PASSAGE SHOWN:
********************
Function joint fits a joint model to time-to-event data and multivariate longitudinal data. The longitudinal data can be specified by numerous models encompassing a fairly wide range of data. This joint model fit is achieved by the use of an approximate EM algorithm first proposed in Bernhardt et al. (2015), and later used in the 'classic' multivariate joint model in Murray and Philipson (2022). Each longitudinal response is modelled by

h_k(E[Y_{ik}|b_{ik};\Omega]) = X_{ik}\beta_k + Z_{ik}b_{ik}

where h_k is a known, monotonic link function. An association is induced between the Kth response and the hazard \lambda_i(t) by:

\lambda_i(t)=\lambda_0(t)\exp\{S_i^T\zeta + \sum_{k=1}^K\gamma_kW_k(t)^Tb_{ik}\}

where \gamma_k is the association parameter and W_k(t) is the vector function of time imposed on the Kth random effects structure (i.e. intercept-and-slope; spline).

Value

An object with class joint. See joint.object for information.

Family specification

Currently, five families are available for implementation, spanning continuous, binary and count data types:

'gaussian': Normally distributed. The identity link is used. A term \sigma_k will be estimated, denoting the variance of this response
'binomial': For binary data types, a logit link is used.
'poisson': For count data types where dispersion is either non-consequential or ignored. A log link is used.
'genpois': For count data types where dispersion is at least of some secondary interest. A log link is used. A term \sigma_k is estimated, denoting the dispersion, \varphi of the response. This follows interpretation of Zamani & Ismail (2012): \varphi>0: Over-dispersion; \varphi<0: Under-dispersion. Var[Y]=(1+\varphi)^2\mu.
'Gamma': For continuous data where a Gamma distribution might be sensible. The log link is used. A term \sigma_k is be estimated, denoting the (log) shape of the distribution, which is then reported as \varphi_k=\exp\{\sigma_k\}.
"negbin": For count data types where overdispersion is modelled. A log link is used. A term \sigma_k is estimated, which is then reported as \varphi_k=\exp\{\sigma_k\} which is the overdispersion. The variance of the response is Var[Y]=\mu+\mu^2/\varphi.
********************
ENTRIES SHOWN:

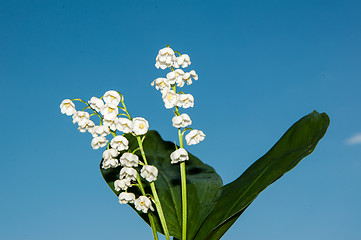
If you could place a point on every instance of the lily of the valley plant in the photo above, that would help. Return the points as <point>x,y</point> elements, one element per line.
<point>172,190</point>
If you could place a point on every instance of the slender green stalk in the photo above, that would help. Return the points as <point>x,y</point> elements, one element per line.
<point>184,190</point>
<point>151,219</point>
<point>155,195</point>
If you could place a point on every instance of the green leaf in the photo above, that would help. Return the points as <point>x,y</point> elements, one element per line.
<point>298,142</point>
<point>203,185</point>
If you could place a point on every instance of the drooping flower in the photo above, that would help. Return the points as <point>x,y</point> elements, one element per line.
<point>143,204</point>
<point>129,160</point>
<point>96,103</point>
<point>130,173</point>
<point>99,142</point>
<point>140,126</point>
<point>181,121</point>
<point>186,100</point>
<point>112,97</point>
<point>176,77</point>
<point>170,99</point>
<point>194,137</point>
<point>67,107</point>
<point>179,155</point>
<point>119,142</point>
<point>182,61</point>
<point>161,84</point>
<point>80,117</point>
<point>125,198</point>
<point>122,184</point>
<point>110,123</point>
<point>110,153</point>
<point>124,125</point>
<point>109,111</point>
<point>86,126</point>
<point>150,173</point>
<point>110,163</point>
<point>187,77</point>
<point>99,131</point>
<point>165,58</point>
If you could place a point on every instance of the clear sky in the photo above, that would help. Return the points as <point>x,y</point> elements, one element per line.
<point>262,65</point>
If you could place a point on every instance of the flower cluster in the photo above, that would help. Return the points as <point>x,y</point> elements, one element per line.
<point>108,108</point>
<point>167,58</point>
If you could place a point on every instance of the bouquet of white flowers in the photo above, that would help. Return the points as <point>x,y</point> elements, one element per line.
<point>172,190</point>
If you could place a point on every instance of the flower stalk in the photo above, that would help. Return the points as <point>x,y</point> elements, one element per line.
<point>155,194</point>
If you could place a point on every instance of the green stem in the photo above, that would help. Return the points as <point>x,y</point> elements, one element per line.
<point>155,195</point>
<point>151,219</point>
<point>184,190</point>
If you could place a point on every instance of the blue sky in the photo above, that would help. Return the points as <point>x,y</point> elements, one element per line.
<point>262,65</point>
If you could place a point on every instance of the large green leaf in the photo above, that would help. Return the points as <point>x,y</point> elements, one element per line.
<point>298,142</point>
<point>203,185</point>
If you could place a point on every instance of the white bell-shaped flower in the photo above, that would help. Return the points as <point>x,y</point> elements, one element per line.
<point>122,184</point>
<point>125,198</point>
<point>182,61</point>
<point>120,143</point>
<point>99,131</point>
<point>110,123</point>
<point>175,77</point>
<point>99,142</point>
<point>67,107</point>
<point>96,103</point>
<point>110,153</point>
<point>186,100</point>
<point>161,84</point>
<point>110,163</point>
<point>81,117</point>
<point>187,77</point>
<point>127,172</point>
<point>112,97</point>
<point>170,99</point>
<point>140,126</point>
<point>165,58</point>
<point>181,121</point>
<point>124,125</point>
<point>129,160</point>
<point>86,126</point>
<point>194,137</point>
<point>109,111</point>
<point>179,155</point>
<point>143,204</point>
<point>150,173</point>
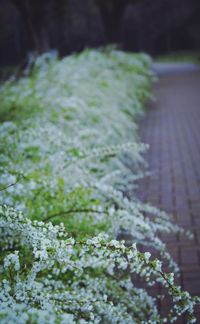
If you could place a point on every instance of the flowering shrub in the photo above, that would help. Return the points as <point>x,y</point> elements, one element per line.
<point>66,164</point>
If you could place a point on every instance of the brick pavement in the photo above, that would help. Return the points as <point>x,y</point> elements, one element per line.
<point>172,129</point>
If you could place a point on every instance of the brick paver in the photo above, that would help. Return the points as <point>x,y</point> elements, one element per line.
<point>172,129</point>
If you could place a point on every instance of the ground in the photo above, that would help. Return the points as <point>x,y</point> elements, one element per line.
<point>172,129</point>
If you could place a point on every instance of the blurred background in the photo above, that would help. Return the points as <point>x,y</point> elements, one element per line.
<point>156,27</point>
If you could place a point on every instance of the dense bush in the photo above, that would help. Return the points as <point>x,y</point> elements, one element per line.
<point>69,154</point>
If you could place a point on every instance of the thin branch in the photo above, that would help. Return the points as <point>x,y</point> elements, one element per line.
<point>11,185</point>
<point>71,211</point>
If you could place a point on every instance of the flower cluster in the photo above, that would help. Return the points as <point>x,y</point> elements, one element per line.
<point>67,164</point>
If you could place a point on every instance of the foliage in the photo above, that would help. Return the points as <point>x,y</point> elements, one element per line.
<point>65,142</point>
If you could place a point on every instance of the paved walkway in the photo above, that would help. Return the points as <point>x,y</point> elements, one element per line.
<point>172,128</point>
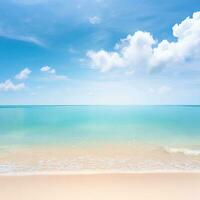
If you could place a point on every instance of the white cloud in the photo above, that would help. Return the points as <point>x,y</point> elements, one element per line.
<point>24,74</point>
<point>8,85</point>
<point>48,69</point>
<point>162,90</point>
<point>95,20</point>
<point>10,34</point>
<point>142,50</point>
<point>52,72</point>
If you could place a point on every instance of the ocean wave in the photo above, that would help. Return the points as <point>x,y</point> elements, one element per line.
<point>185,151</point>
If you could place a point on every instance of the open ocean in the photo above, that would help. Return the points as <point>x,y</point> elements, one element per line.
<point>45,139</point>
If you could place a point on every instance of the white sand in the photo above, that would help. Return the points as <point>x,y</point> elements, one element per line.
<point>147,186</point>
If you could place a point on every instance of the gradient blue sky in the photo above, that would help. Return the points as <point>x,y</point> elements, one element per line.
<point>51,52</point>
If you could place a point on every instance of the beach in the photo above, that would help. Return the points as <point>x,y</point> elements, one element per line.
<point>140,186</point>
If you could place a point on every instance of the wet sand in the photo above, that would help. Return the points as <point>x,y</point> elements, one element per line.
<point>139,186</point>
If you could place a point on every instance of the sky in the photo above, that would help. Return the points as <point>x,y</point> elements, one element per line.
<point>99,52</point>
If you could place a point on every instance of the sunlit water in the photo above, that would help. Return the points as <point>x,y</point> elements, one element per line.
<point>36,139</point>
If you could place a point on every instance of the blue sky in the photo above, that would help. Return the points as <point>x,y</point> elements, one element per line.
<point>99,52</point>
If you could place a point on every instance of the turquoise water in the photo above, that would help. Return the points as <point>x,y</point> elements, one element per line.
<point>172,131</point>
<point>53,125</point>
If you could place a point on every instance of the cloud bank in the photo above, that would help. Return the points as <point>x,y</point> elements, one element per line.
<point>24,74</point>
<point>8,85</point>
<point>142,50</point>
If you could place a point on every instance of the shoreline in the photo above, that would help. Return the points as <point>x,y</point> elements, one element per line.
<point>74,173</point>
<point>149,186</point>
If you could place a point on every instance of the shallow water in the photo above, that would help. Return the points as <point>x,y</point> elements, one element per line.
<point>81,138</point>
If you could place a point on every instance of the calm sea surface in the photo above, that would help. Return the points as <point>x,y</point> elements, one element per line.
<point>78,138</point>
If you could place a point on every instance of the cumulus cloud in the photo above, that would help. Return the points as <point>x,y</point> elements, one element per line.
<point>48,69</point>
<point>52,72</point>
<point>142,50</point>
<point>24,74</point>
<point>164,89</point>
<point>95,20</point>
<point>8,85</point>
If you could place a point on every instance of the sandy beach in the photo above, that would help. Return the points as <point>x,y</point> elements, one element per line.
<point>146,186</point>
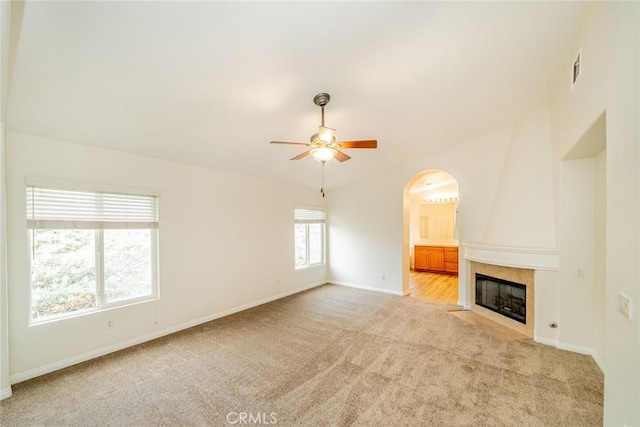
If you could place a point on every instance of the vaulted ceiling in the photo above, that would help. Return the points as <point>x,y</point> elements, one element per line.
<point>211,83</point>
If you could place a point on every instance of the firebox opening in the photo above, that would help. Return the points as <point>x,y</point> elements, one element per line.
<point>502,296</point>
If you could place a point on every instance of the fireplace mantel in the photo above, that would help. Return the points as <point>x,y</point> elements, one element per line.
<point>532,258</point>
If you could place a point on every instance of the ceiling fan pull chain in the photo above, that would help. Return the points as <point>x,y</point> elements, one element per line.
<point>322,179</point>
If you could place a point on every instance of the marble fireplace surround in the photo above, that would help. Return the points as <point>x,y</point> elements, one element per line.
<point>513,264</point>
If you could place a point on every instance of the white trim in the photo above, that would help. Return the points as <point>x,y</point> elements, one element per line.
<point>366,288</point>
<point>32,373</point>
<point>546,341</point>
<point>532,258</point>
<point>5,393</point>
<point>89,186</point>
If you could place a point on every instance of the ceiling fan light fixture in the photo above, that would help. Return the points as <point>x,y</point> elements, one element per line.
<point>323,154</point>
<point>327,135</point>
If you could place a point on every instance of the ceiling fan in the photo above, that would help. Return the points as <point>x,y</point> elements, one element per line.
<point>323,145</point>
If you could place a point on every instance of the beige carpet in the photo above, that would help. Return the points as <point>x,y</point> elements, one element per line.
<point>328,356</point>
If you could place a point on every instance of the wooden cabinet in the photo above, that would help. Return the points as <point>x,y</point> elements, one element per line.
<point>437,259</point>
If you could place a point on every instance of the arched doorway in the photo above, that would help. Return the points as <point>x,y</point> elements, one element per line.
<point>431,200</point>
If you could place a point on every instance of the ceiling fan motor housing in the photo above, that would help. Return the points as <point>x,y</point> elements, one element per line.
<point>321,99</point>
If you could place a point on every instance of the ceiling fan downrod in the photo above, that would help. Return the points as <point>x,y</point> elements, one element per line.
<point>321,100</point>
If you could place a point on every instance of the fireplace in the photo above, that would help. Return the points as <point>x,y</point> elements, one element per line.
<point>502,296</point>
<point>512,305</point>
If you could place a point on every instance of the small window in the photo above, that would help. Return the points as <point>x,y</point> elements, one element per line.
<point>309,237</point>
<point>90,250</point>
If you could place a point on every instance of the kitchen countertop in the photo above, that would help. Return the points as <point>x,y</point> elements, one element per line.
<point>441,243</point>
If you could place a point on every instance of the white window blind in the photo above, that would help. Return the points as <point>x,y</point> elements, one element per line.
<point>308,216</point>
<point>73,209</point>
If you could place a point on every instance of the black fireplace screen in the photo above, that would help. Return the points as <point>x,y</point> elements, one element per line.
<point>502,296</point>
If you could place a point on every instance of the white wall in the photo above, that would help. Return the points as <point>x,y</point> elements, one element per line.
<point>609,41</point>
<point>577,252</point>
<point>522,213</point>
<point>5,14</point>
<point>366,218</point>
<point>226,242</point>
<point>510,195</point>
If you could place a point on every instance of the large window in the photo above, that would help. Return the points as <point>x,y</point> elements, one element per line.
<point>309,237</point>
<point>90,250</point>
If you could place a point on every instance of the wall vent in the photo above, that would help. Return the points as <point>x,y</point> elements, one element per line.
<point>576,68</point>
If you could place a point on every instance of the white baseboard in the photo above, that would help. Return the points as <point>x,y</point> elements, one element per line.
<point>5,392</point>
<point>41,370</point>
<point>546,341</point>
<point>365,288</point>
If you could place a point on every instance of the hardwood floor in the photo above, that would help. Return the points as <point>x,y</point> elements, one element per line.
<point>444,288</point>
<point>434,287</point>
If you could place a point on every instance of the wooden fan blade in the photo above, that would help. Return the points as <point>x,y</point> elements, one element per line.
<point>290,143</point>
<point>369,143</point>
<point>341,157</point>
<point>301,155</point>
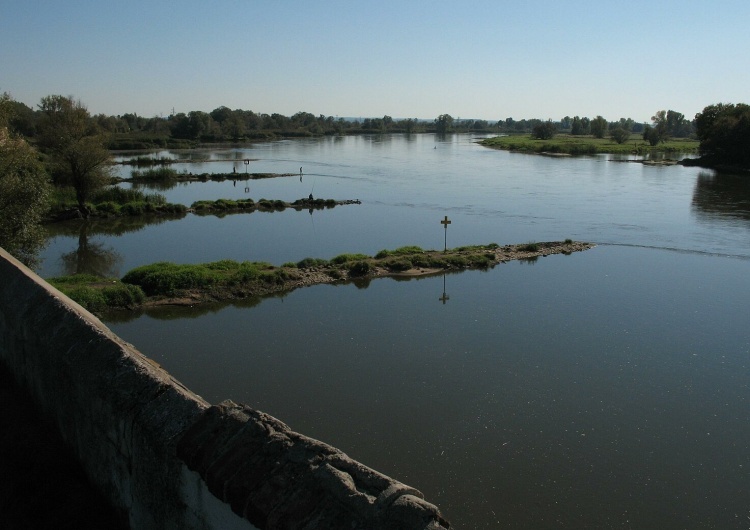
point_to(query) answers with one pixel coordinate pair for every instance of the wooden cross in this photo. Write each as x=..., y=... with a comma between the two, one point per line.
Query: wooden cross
x=445, y=222
x=445, y=296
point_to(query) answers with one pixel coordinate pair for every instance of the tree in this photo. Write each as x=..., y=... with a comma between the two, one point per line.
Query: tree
********************
JOB:
Extend the reference page on the joint model fitting function, carrying on after its final entry in the list of families.

THE REPLY:
For families "negbin", "Gamma", "genpois", the user can define the dispersion model desired in disp.formulas. For the "negbin" and "Gamma" cases, we define \varphi_i=\exp\{W_i\sigma_i\} (i.e. the exponent of the linear predictor of the dispersion model; and for "genpois" the identity of the linear is used.

Dispersion models

The disp.formulas in the function call allows the user to model the dispersion for a given sub-model if wanted. The default value disp.formulas = NULL simply imposes an 'intercept only' model. If the kth item in disp.formulas corresponds to a longitudinal sub-model with no dispersion term, then it is simply ignored. With this in mind then, if a dispersion model is only required for, say, one sub-model, then the corresponding item in this list of models should be specified as such, with the others set to ~1.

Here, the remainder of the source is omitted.